• _What is being asked_
Can you print the entries below word for word, starting at their very first line and stopping after the line that contains "x=600 y=181"?

★ ★ ★ ★

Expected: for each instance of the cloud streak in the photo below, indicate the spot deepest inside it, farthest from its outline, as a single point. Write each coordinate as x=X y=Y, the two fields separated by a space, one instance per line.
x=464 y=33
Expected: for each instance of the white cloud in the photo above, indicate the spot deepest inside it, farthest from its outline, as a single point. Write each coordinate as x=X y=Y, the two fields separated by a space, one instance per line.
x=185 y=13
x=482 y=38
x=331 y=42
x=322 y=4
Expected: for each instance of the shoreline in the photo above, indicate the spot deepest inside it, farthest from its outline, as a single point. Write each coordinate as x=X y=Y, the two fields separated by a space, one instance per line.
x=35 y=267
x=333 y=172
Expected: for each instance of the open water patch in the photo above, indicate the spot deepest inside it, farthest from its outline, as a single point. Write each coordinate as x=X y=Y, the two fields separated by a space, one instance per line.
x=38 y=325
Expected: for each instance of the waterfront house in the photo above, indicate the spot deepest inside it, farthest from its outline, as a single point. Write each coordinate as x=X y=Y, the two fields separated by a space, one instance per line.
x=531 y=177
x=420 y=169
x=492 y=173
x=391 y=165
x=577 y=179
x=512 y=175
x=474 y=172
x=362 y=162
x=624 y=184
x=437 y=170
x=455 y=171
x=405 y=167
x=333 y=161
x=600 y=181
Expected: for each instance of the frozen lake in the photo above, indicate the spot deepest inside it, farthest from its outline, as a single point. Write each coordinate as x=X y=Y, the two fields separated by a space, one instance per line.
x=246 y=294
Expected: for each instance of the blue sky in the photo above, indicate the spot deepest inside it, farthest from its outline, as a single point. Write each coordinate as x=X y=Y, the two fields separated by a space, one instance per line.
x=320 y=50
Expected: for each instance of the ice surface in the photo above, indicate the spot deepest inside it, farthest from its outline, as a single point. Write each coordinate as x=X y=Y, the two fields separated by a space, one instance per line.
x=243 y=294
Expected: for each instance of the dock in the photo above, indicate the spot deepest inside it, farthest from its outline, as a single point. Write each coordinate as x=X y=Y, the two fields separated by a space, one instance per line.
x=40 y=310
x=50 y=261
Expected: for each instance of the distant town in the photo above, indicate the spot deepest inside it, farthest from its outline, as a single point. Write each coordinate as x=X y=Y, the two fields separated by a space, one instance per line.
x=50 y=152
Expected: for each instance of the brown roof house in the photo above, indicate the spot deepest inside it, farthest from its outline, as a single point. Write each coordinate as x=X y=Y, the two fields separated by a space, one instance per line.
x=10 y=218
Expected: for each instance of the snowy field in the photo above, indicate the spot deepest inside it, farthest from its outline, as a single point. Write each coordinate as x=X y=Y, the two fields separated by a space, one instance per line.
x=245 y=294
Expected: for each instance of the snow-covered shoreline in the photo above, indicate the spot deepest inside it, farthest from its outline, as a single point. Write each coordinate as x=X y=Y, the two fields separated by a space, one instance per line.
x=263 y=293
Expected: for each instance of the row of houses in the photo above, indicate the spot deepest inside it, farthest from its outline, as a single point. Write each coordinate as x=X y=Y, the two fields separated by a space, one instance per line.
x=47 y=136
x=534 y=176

★ ★ ★ ★

• _Solution_
Expected: for each instance of the cloud streak in the photo below, indicate the spot deepest inside it, farthest from its outline, as a single point. Write each coordinate as x=X y=Y, the two fields separated by a space, one instance per line.
x=464 y=33
Expected: for each instance of the white cloud in the photo above, indicate the spot deepest inside it, farthest from its outline, as a single point. Write each coordinate as x=X y=Y, the two fields separated by a space, one instance per line.
x=185 y=13
x=482 y=38
x=331 y=42
x=322 y=4
Expected: for each instance of the shoreline in the photo above, indicate the spot deepest inside it, farthest from its outline, as a single point. Write each coordinate as x=X y=Y, the two fields separated by a space, one instance per line.
x=35 y=267
x=333 y=172
Expected: for each instance of the open water patch in the photo above, indicate the spot deepest inside it, farthest from its outline, as a single point. Write each coordinate as x=X y=Y, the two fields separated by a space, one instance per line.
x=38 y=325
Expected: for each instance of the waterfront house in the photo above, indicate the spot deepest inside it, farthest from its outline, as a single point. Write each coordinate as x=X y=Y, the two fields separated by a space, one instance per line.
x=531 y=177
x=420 y=169
x=492 y=173
x=391 y=165
x=577 y=179
x=512 y=175
x=474 y=172
x=362 y=162
x=624 y=184
x=437 y=170
x=455 y=171
x=405 y=167
x=333 y=161
x=600 y=181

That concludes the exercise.